▸ ACCIÓN REQUERIDA 1
Enumere los rasgos físicos que el texto sobre Bette Davis atribuye a la actriz.
▸ ACCIÓN REQUERIDA 2
Continúe el texto sobre Bette Davis a partir de su última oración.

═══ EXTRACTO DEL DOCUMENTO ═══

Bette Davis no era una mujer sencilla. De hecho e incluso, a casi cuarenta años de su muerte, todavía se le considera una de las personalidades más singulares del cine. Con un carácter feroz, una capacidad histriónica asombrosa, pero sobre todo una aguda inteligencia, la actriz capturó la imaginación de Hollywood de la era dorada, pero también del público que nunca logró entender del todo sus luces y sombras. Davis no era una criatura nacida bajo los reflectores de la meca del cine, sino una que vino a reconstruir el rostro de la mujer en el cine a fuerza de ambición y mal genio.

Porque si algo distinguía a la magnífica Bette Davis —nacida con el nombre de Ruth, el 5 de abril de 1908 en Lowell, Massachusetts— era esa leve oscuridad que la separaba de manera radical de cualquiera de sus contemporáneas. Davis no era una de las manidas mujeres virtuosas de la meca del cine, ni tampoco una delicada damisela en busca de socorro que se hicieron tan populares en una época de estereotipos. Mucho menos, de una belleza asombrosa o de una voluptuosidad avasallante, como exigía el canon de una de las etapas más prolíficas del séptimo arte. Con sus enormes ojos expresivos y rostro menudo, cabello castaño y voz cascada, era la encarnación de un tipo de ideario por completo nuevo en la imaginación colectiva. Bette Davis no era ni buena ni mala, tampoco ideal o trágica. Era una rara especie de ternura plena que se movía entre los dolores y pesares con el paso ligero de un personaje de pesadilla.

═══ CONTENIDO DEL LISTADO ═══

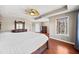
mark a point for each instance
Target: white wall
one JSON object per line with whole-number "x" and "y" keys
{"x": 7, "y": 23}
{"x": 72, "y": 27}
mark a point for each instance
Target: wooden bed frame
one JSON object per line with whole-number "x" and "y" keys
{"x": 41, "y": 49}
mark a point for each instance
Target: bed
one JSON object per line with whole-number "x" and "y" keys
{"x": 22, "y": 43}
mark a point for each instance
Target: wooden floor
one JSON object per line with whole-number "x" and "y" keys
{"x": 57, "y": 47}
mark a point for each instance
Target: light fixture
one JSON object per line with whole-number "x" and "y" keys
{"x": 32, "y": 12}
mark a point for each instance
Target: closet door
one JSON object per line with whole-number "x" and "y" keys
{"x": 77, "y": 33}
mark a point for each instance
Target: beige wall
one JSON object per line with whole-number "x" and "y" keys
{"x": 7, "y": 23}
{"x": 72, "y": 27}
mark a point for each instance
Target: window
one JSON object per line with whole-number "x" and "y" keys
{"x": 19, "y": 25}
{"x": 62, "y": 26}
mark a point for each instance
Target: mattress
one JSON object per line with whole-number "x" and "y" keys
{"x": 21, "y": 43}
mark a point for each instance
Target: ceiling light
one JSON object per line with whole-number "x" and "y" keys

═══

▸ RESULTADO 1
- Enormes ojos expresivos
- Rostro menudo
- Cabello castaño
- Voz cascada

▸ RESULTADO 2
La actriz sabía que era una figura peculiar entre una pléyade de estrellas construidas a la medida del consumo masivo. Durante la década de los años treinta y en especial la siguiente, las mujeres del cine respondían al estereotipo de lo femenino formidable: No solo eran de una belleza inalcanzable, sino criaturas ambiguas y en buena medida misteriosas, que se sostenían sobre la posibilidad de un tipo de poder amargo. De Barbara Stanwyck a Rita Hayworth, las grandes estrellas de la época eran una combinación de vulnerabilidad, capacidad de seducción y algo más macabro. Durante casi dos décadas, la pantalla grande se pobló de beldades extraordinarias y peligrosas que cautivaron a las grandes audiencias y crearon una percepción sobre la mujer en el cine tan radiante como falsa.

Pero Bette Davis no era ninguna de esas cosas. Menuda, extravagante, con un carácter forjado a la medida de su talento, era también una actriz de talento que no deseaba calzar en ningún molde. Porque a la actriz no se le consideraba hermosa y mucho menos, atractiva. Tenía un cuerpo delgaducho, un rostro de facciones irregulares, enormes ojos tristes. Para el público y la industria, era un “patito feo” destinada a ser para siempre, la secundaria de lujo o ese temido título tan brumoso como lo es “la actriz de carácter”. Esa especie de amplio limbo que parecía englobar a las mujeres en la meca del cine, que por algún motivo no se adecuaban a las estrictas preferencias de los estudios. “Nunca fue sencillo convencer a nadie de mi talento, aunque actuaba bien” declaró en una ocasión la actriz, que debió luchar contra las críticas de ejecutivos y productores. “Pero era yo, al fin y al cabo. No importara cual pudiera ser lo que los tipos con el poder veían en mí”.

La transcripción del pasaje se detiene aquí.